Extracted data entries:
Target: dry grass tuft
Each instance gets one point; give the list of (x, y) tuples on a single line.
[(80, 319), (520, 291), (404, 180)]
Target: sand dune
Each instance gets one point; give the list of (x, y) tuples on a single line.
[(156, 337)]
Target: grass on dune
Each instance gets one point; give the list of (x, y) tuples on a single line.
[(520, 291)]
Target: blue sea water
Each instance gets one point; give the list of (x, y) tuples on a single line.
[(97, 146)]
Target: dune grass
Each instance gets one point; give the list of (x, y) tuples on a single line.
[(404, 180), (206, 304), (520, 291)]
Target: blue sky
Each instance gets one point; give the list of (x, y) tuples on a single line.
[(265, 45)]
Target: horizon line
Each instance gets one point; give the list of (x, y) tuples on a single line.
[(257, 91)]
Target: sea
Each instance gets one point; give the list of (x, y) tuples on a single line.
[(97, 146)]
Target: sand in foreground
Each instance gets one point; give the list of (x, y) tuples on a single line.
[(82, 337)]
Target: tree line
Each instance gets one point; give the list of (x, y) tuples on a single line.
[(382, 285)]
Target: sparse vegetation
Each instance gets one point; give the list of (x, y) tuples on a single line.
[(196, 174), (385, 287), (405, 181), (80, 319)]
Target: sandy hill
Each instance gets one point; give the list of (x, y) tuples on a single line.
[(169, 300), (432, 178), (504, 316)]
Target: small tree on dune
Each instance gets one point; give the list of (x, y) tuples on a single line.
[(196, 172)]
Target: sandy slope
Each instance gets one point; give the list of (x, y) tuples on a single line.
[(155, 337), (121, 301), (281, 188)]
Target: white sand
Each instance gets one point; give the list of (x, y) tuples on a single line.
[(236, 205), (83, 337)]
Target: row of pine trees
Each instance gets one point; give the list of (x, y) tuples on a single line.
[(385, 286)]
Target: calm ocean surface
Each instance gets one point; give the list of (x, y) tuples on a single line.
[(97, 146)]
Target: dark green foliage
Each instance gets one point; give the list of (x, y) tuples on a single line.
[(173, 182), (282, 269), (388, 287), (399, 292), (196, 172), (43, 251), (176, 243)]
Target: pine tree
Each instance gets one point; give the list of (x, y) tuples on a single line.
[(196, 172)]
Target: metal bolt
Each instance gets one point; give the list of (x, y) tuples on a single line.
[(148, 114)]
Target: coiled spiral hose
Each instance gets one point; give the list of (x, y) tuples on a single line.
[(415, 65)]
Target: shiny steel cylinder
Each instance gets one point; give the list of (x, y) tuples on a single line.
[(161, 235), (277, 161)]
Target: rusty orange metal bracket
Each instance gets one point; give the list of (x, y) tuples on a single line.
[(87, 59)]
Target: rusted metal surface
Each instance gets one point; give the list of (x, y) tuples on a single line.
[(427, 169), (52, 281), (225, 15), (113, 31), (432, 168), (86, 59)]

→ **TASK BRIEF**: Where a line of the data holds the word "sandy", copy that line.

→ **YOUR RESPONSE**:
Target: sandy hill
Target: sandy slope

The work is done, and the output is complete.